» **GIVEN RECORDS**:
···

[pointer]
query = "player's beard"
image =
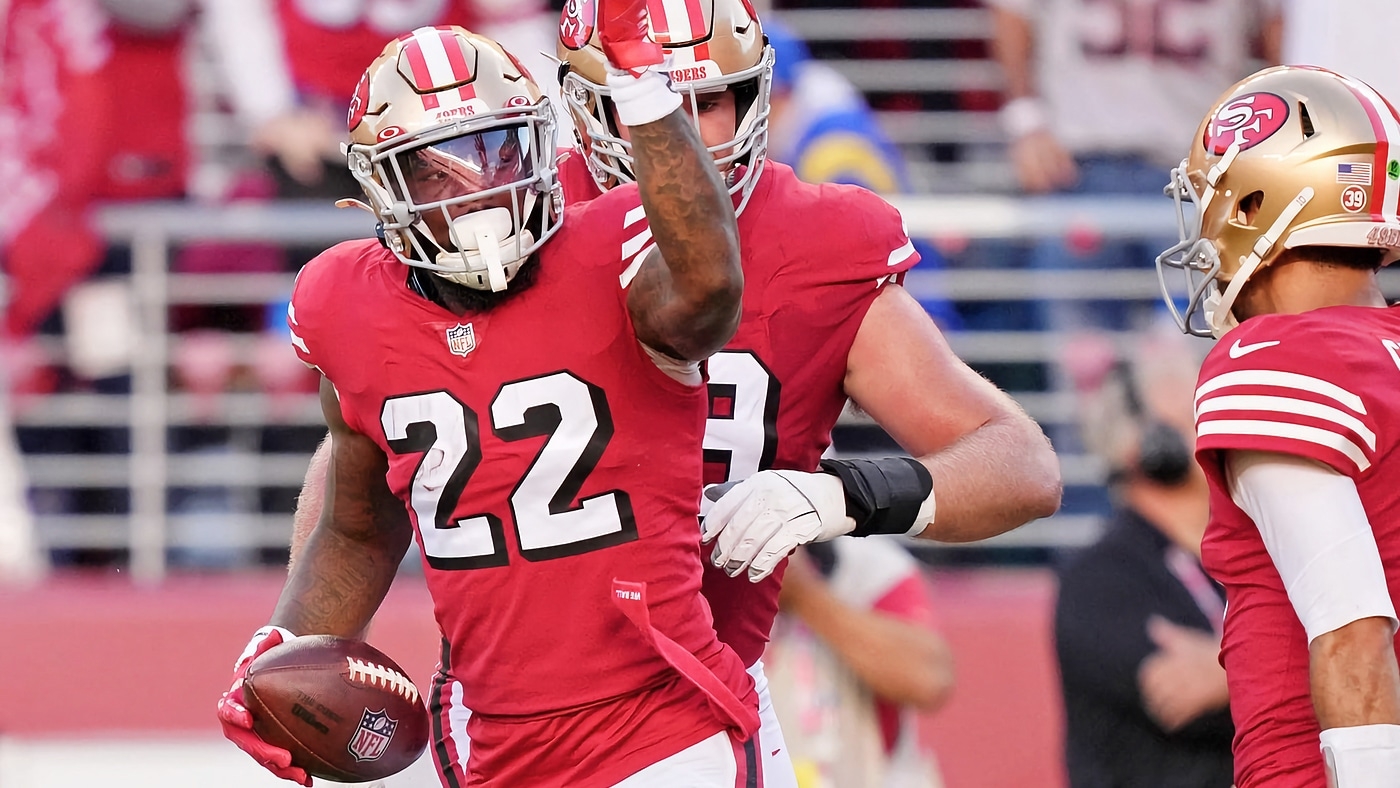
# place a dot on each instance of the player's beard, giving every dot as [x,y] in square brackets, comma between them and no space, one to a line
[462,300]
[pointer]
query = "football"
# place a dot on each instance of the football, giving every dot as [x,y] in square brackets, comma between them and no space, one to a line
[343,708]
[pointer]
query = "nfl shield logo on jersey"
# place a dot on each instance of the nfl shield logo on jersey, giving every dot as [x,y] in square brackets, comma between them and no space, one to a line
[461,339]
[373,736]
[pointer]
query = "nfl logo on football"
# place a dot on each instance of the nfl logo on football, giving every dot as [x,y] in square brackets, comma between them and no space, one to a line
[373,736]
[461,339]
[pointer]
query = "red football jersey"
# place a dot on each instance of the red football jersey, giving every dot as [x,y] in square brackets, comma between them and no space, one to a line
[542,456]
[814,261]
[1318,385]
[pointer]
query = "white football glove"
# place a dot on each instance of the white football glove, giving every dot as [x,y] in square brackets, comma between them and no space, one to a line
[767,515]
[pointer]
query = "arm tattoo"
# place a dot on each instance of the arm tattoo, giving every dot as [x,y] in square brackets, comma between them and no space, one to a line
[689,305]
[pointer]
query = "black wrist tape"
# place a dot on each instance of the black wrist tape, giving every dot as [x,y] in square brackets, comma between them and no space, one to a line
[882,496]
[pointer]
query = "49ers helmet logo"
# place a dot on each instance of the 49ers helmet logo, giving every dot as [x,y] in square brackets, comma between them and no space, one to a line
[576,24]
[1246,119]
[360,102]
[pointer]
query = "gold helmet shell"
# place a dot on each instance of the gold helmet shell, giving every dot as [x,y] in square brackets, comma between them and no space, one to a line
[711,45]
[457,104]
[1292,156]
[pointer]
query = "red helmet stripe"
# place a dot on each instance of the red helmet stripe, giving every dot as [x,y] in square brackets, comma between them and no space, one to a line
[1385,192]
[419,65]
[696,17]
[454,56]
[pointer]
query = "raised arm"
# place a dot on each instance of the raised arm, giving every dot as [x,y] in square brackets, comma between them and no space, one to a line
[352,554]
[685,298]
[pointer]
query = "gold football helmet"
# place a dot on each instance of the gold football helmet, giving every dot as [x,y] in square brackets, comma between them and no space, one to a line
[713,45]
[1292,156]
[454,147]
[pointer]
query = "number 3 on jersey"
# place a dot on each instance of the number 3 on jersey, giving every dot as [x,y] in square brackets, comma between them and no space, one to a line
[741,435]
[577,424]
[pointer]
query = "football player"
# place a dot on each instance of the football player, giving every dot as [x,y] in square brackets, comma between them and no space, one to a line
[1288,206]
[823,321]
[494,388]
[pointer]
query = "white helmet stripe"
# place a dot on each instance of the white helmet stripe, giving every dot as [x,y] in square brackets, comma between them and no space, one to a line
[676,27]
[434,55]
[1388,133]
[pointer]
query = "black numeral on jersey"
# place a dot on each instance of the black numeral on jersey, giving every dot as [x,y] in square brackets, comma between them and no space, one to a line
[573,416]
[742,430]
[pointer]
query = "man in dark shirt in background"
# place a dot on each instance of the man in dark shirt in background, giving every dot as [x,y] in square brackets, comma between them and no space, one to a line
[1137,620]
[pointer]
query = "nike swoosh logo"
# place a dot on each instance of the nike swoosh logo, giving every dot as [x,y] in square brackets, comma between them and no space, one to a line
[1236,350]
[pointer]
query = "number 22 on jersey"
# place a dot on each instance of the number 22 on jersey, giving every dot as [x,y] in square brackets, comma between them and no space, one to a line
[573,416]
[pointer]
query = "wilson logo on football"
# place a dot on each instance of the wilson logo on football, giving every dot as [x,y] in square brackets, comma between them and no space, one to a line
[1246,121]
[371,738]
[576,23]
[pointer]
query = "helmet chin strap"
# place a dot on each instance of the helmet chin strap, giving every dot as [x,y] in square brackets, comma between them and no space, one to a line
[479,241]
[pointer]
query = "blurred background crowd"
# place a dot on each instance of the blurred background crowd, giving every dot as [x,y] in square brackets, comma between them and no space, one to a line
[170,164]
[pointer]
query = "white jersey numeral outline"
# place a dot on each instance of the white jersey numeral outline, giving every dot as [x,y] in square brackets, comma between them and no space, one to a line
[573,416]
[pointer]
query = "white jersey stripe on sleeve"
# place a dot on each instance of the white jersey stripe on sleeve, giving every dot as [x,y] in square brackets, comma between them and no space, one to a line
[1281,380]
[630,272]
[1288,405]
[636,242]
[1326,438]
[902,254]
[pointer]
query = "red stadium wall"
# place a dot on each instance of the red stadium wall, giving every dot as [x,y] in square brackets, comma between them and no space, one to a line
[97,655]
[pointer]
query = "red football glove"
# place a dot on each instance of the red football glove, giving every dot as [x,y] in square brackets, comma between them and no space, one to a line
[622,31]
[238,722]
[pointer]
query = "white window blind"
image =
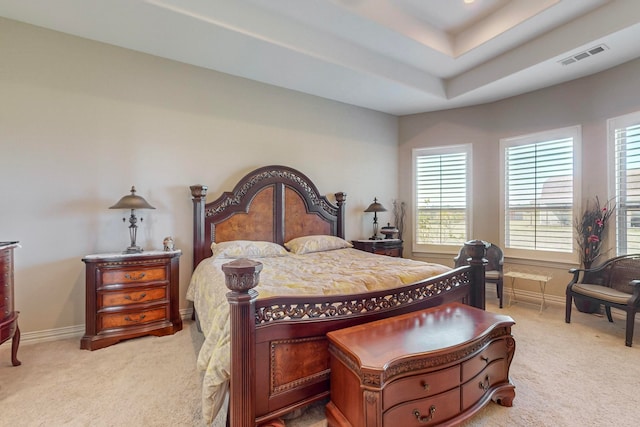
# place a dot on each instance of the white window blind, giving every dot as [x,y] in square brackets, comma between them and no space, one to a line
[539,192]
[625,132]
[441,195]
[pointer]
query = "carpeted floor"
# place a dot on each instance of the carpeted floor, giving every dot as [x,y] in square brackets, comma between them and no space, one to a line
[579,374]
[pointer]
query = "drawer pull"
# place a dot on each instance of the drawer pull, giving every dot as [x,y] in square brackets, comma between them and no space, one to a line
[130,277]
[140,298]
[129,319]
[484,385]
[426,418]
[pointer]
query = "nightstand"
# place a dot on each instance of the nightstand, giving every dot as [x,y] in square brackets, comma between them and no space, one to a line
[389,247]
[131,295]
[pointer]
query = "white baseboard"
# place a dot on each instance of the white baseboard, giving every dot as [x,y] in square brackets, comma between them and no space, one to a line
[71,331]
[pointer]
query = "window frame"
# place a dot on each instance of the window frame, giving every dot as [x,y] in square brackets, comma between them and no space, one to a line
[467,149]
[613,124]
[574,132]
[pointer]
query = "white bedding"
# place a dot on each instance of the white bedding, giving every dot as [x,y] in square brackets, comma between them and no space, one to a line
[319,273]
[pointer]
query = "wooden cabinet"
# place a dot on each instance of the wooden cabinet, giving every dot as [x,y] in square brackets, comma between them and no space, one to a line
[389,247]
[433,367]
[131,295]
[8,314]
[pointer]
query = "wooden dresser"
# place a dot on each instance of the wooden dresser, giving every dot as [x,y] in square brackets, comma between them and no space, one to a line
[8,314]
[389,247]
[433,367]
[131,295]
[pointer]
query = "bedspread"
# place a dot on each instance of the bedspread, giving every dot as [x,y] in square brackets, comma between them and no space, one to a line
[342,271]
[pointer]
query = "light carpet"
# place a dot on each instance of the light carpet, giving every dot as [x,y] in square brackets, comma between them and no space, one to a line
[578,374]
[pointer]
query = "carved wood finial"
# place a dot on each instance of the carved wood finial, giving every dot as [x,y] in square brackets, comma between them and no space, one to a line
[199,191]
[242,274]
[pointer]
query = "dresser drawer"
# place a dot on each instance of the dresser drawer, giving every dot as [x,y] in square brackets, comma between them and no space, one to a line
[135,318]
[472,391]
[134,275]
[420,386]
[424,412]
[133,296]
[494,351]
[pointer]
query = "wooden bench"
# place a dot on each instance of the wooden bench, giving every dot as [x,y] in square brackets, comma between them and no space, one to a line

···

» **EXERCISE REQUIREMENTS**:
Copy every line of the data word for word, omitting the images.

» **TASK OUTPUT**:
[pointer]
query = "player's beard"
image =
# place a dot on each instance of the player's beard, giving every dot as [x,y] in square brackets, comma between them and no space, one to a line
[462,300]
[pointer]
query = "football"
# place a dot on each instance of the football, giving every dot as [x,y] in square brackets, comma between them and no space, one to a line
[343,708]
[pointer]
query = "nfl shield logo on jersey"
# place a dot on each instance of the nfl shield logo on jersey, giving every dot as [x,y] in square brackets, comma between them and no space, one to a line
[461,339]
[373,736]
[pointer]
query = "nfl logo on football"
# place a dot on each instance of the nfl logo on football, giving every dot as [x,y] in square brackets, comma between them and no space, one to a line
[373,736]
[461,339]
[pointer]
query = "red football jersey"
# place a dot on each instance of the red football jersey, giving every dot as [x,y] in square brackets, comma between them and no space, one to a line
[542,456]
[814,261]
[1318,385]
[pointer]
query = "white football glove"
# place a dot on each instance of the white football glove, giving every dot as [x,y] in square brackets, comma between them and no space, one to a line
[767,515]
[pointer]
query = "arm tattoo"
# place a dot on each instance of the arm tattoo, giving every dot as [x,y] in square brackets, comma between them and no space, one to a line
[689,305]
[pointer]
query = "black wrist tape"
# place a dot on each instance of the black wrist tape, giving every dot as [x,y] in square brackets, comma between them and no space, one to a line
[882,496]
[pointer]
query = "49ers helmet logo"
# place a dot on each instance of the 49ers helmet logo, giving every dot as [x,y] in square brackets, comma between them and no space, one to a line
[576,24]
[1246,119]
[360,102]
[pointer]
query = "gold helmet shell"
# place a dot on each instance of the gold helmet shell, giving every dot as [x,y] in square brackets, comma between them and no space, one to a line
[711,45]
[457,104]
[1292,156]
[pointer]
query = "red helmet stripe"
# place a dot on each instance of the red helmet stripe, giving every dot as [x,y] in square brackets, comma between them and no space, one to a line
[1385,192]
[419,65]
[696,17]
[454,56]
[pointer]
query = "raised arm"
# place a dot on each instance of the raised arm, giving every dot as [x,y] in square brackets, comma between them and no space, one to a line
[352,554]
[685,298]
[pointer]
query = "gold football helmet"
# place a dot on each instance of the gold football helmet, giving every dot as [x,y] in square brackets, comma between them and no space, one to a line
[713,45]
[1292,156]
[454,147]
[pointer]
query = "number 3 on jersey"
# place a dot on each instance of the number 3 on jersey, giving every dot as [x,y] in square brackets, comma between them and no space, one to a line
[741,435]
[577,424]
[pointer]
query = "football player"
# place a dot on each instance of the football player, giving every dot as [x,y] in square brackets, comma between them and no space, one to a line
[1288,206]
[823,321]
[494,388]
[pointer]
query = "white helmet stripe"
# place a dot on each instance of the white helmet stripe, giving every dot as [x,y] in square brackets, comma between them and no space, one to a line
[676,27]
[434,55]
[1388,133]
[pointer]
query = "black numeral on jersey"
# place a dot on each instance of the black numeral on jersey, giving every dot as [x,y] in square brackets, comma between them and no space, one to a line
[573,416]
[742,430]
[pointer]
query = "man in dark shirt in background"
# place a dot on each instance of the man in dark shirt in background, giving every dot as [x,y] in square brackets, comma between them and no space, one to a line
[1137,620]
[pointer]
query = "nike swoosh logo"
# place a dot on each instance of the nike swoosh logo, giving every dot as [x,y] in square brackets, comma between them and no space, one to a line
[1236,350]
[pointer]
query = "number 22 on jersey"
# place a dot on each instance of the number 22 on jersey, giving every dot as [x,y] in square brackets, comma between them and no space, one to a line
[573,416]
[pointer]
query = "wilson logo on football"
# place a dot on each instance of the wilson logo on football, giving every dot as [x,y] in square brackets, comma between them and no space, one to a line
[1246,121]
[371,738]
[576,23]
[pointer]
query = "helmet chin strap"
# place a dot on each instance of the helmet chin strap, giving every dot as [x,y] in square brackets, comma between them and no space, one to a line
[479,241]
[pointer]
query = "blurred background crowd"
# place a dot on each instance of the blurred background crowd, giving every dot as [x,y] in square brackets, comma between them and no space, one to a line
[170,164]
[pointer]
query = "white jersey numeral outline"
# place a dot on each instance of the white jersey numeral outline, giving every dot as [x,y] in square brackets, comma between them and no space, one to a line
[573,416]
[pointer]
query = "white jersey stripe on sleeve"
# place a dot on each instance of the white jersey stripe on sleeve, giving every dot as [x,y] in square brackets, comma between them and no space, one to a line
[1281,380]
[630,272]
[1288,405]
[636,242]
[1326,438]
[902,254]
[pointer]
query = "red stadium wall"
# place a dot on each instance of the red stadium wall, giving every dot as [x,y] in square brackets, comma between them and no space, one to a line
[97,655]
[pointer]
query = "red football glove"
# place a dot on each instance of the red football glove, giving every dot as [x,y] in square brackets, comma between them and no space, one to a line
[622,31]
[238,722]
[pointer]
query = "white window blind"
image =
# place a dot on each instance of the white window blind, giving every dot as [x,y] in square brackets, comma between them and no space, one to a line
[539,192]
[625,132]
[441,195]
[pointer]
query = "carpeted floor"
# place a dot on each instance of the carpeted floor, giving every dot as [x,y] in square brackets, comma between them and no space, one to a line
[579,374]
[pointer]
query = "drawer pull"
# place a dot on each instance of the drawer pull, giving every dot as [x,y] in square brackets, comma between them and no space, one to a line
[130,277]
[140,298]
[129,319]
[484,385]
[426,418]
[pointer]
query = "nightstand"
# place a dot on each instance of the nightstand, giving every dot as [x,y] in square brackets, comma between them and no space, one to a line
[389,247]
[131,295]
[pointer]
query = "white baseboard"
# place a dot on each instance of the white baseboard, giving every dot as [x,y] in square brackets, comma between them and no space, one to a line
[71,331]
[pointer]
query = "window frame"
# place a dot on each instance of the window frame, giving every dot as [x,y] in square brackets, comma between them and no space, one to a line
[467,149]
[613,124]
[574,132]
[pointer]
query = "white bedding"
# place a dot on each instance of the white bedding, giving every dot as [x,y] in square brackets, comma between them and no space, one to a line
[319,273]
[pointer]
query = "wooden cabinet"
# place a dot on each instance of the wooden cabinet, giving every dot as [x,y] in square brackets, comma between them and no space, one to a line
[389,247]
[433,367]
[131,295]
[8,314]
[pointer]
query = "wooden dresser"
# place a dot on each instance of the wooden dresser, giving every dot as [x,y] in square brackets, comma between them and no space, one to a line
[8,314]
[389,247]
[433,367]
[131,295]
[pointer]
query = "bedspread"
# place a dot on each instance of the bedspread, giving every dot as [x,y] in square brackets, comma between them and no space, one to a line
[342,271]
[pointer]
query = "light carpet"
# place a dot on each instance of the light carpet, giving every dot as [x,y] in square brackets, comma between them and no space, one to a line
[578,374]
[pointer]
query = "carved wood finial"
# place a dot on each instance of the carved wood finial, giving every dot as [x,y] in square brackets, comma between them and no space, one to a line
[199,191]
[242,274]
[pointer]
query = "dresser drawer"
# place a dot on each instance of the dresser drawer, giving every dot as [x,y] in square brackets, comma between them and no space, one to a line
[135,318]
[472,391]
[134,275]
[420,386]
[424,412]
[133,296]
[494,351]
[pointer]
query = "wooden bench"
# place a dot on each instance of the wooden bench, giving every dot as [x,y] in square brackets, comma between them and no space, one to a line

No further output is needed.